─── PASSAGE SHOWN ───
A 1-year-old boy in Maryland has been taken to the hospital after showing “symptoms of being poisoned,” according to authorities. Now his grandmother is being charged with child abuse following what is believed to be a methadone overdose.

According to the Charles County Sherriff’s Office, it was tapped Friday by the Maryland Department of Child Protective Services about the incident.

Methadone Overdose

On Feb. 9, Thursday, a mother rushed his infant son to Calvert Memorial Hospital after noticing that the baby was acting lethargic, appearing very non-responsive and exhibiting signs of poisoning. The baby was under his grandmother’s care in Lusby.

At the emergency room, the staff started to treat the patient with a few doses of Naloxone, and the baby was afterwards transferred to another hospital, Georgetown University Medical Center, for further observation.

From there, specialists determined that the baby experienced a methadone overdose, was treated properly, and then monitored for any cardiac or respiratory problem. He was listed under critical or acute status.

The grandmother is now in police custody and charged with first-degree child abuse, as well as first-degree assault, and distribution of a controlled dangerous substance.

In Focus: Prescription Painkiller Overuse

Methadone is a synthetic opioid, which is used as therapy for chronic pain. In a study of increases in drug and opioid-related overdose deaths in the United States, the CDC saw some progress in preventing methadone deaths, with rates declining by 9.1 percent in 2010 to 2015.

However, rates of deaths involving other opioids such as heroin and synthetic ones apart from methadone – likely through the illicitly manufactured fentanyl – climbed sharply overall and across different U.S. states.

“Methadone has been found to account for as much as a third of opioid-related overdose deaths involving single or multiple drugs in states that participated in the Drug Abuse Warning Network, which was more than any opioid other than oxycodon,” stated the CDC’s Morbidity and Mortality Weekly Report (MMWR) released in March last year.

In September last year, however, the number of U.S. infants born addicted to opioid drugs was found to have doubled in less than a decade.

More babies were seen born with neonatal abstinence syndrome, characterized by withdrawal symptoms developing after babies become addicted to the drugs their moms used while pregnant. It could be heroin or prescription opiates that the mothers took, the study reported.

Babies suffering from this syndrome may undergo tremors, seizures, excess crying, poor feeding, sleep issues, fever, rapid breathing, and blotchy skin. After they are born, they usually remain for a few weeks in the hospital in order to receive low doses of methadone, which is used for weaning addicts off heroin and prescription opiates.

Sharp rises in this condition, according to researchers, correlate with the well-established increase in prescription opioid abuse.

These symptoms may go away, but it is not assured that the sufferers will not experience development problems later in life. In 2015, the government passed The Protecting Our Infants Act of 2015, which requires the Department of Health and Human Services to implement a study and produce recommendations for treatment and prevention.
─── EXCERPTED RECORDS ───
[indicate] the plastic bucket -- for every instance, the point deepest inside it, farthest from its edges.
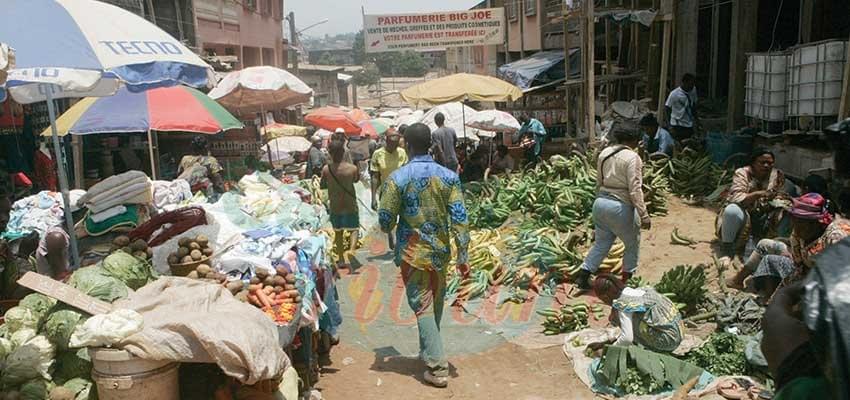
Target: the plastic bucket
(120, 375)
(721, 146)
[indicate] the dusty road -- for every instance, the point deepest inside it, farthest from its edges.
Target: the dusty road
(505, 370)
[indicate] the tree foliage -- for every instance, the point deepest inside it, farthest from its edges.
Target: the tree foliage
(394, 63)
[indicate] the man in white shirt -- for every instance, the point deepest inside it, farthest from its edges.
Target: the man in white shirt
(682, 108)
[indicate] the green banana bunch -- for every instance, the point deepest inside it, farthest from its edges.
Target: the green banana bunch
(570, 318)
(678, 239)
(686, 283)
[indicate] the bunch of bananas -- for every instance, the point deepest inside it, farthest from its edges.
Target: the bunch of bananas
(679, 239)
(684, 284)
(570, 318)
(314, 186)
(485, 262)
(695, 175)
(656, 187)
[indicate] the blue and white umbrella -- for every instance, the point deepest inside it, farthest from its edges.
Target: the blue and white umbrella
(89, 48)
(85, 48)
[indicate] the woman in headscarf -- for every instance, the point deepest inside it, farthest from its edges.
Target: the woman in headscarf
(644, 316)
(201, 170)
(774, 262)
(753, 205)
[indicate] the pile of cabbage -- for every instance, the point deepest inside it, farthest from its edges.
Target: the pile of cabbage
(37, 360)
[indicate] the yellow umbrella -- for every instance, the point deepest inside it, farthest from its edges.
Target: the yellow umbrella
(461, 87)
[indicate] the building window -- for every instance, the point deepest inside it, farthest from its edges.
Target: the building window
(530, 7)
(511, 8)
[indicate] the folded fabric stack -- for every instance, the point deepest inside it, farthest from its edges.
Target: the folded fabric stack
(37, 213)
(116, 204)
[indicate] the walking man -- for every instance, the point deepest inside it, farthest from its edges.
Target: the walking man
───
ACTIVITY:
Answer these questions from the article on the Maryland methadone overdose:
(a) To which hospital was the baby transferred from Calvert Memorial Hospital?
(b) By what percentage did methadone death rates decline from 2010 to 2015, according to the CDC study?
(c) What does The Protecting Our Infants Act of 2015 require the Department of Health and Human Services to do?

RESULT BELOW:
(a) Georgetown University Medical Center
(b) 9.1 percent
(c) Implement a study and produce recommendations for treatment and prevention